→ EXERCISE DESCRIPTION
The data below is to be repeated in full, exactly as given.

Start of INFORMATION SHOWN

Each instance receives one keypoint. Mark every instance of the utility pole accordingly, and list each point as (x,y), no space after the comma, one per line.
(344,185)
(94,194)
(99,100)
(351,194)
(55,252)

End of INFORMATION SHOWN

→ REPLY TO THE TASK
Each instance receives one keypoint. Mark every instance of the utility pole accordingly, and list each point as (x,y), no space after the comma, one per line.
(344,185)
(94,194)
(99,100)
(351,194)
(55,252)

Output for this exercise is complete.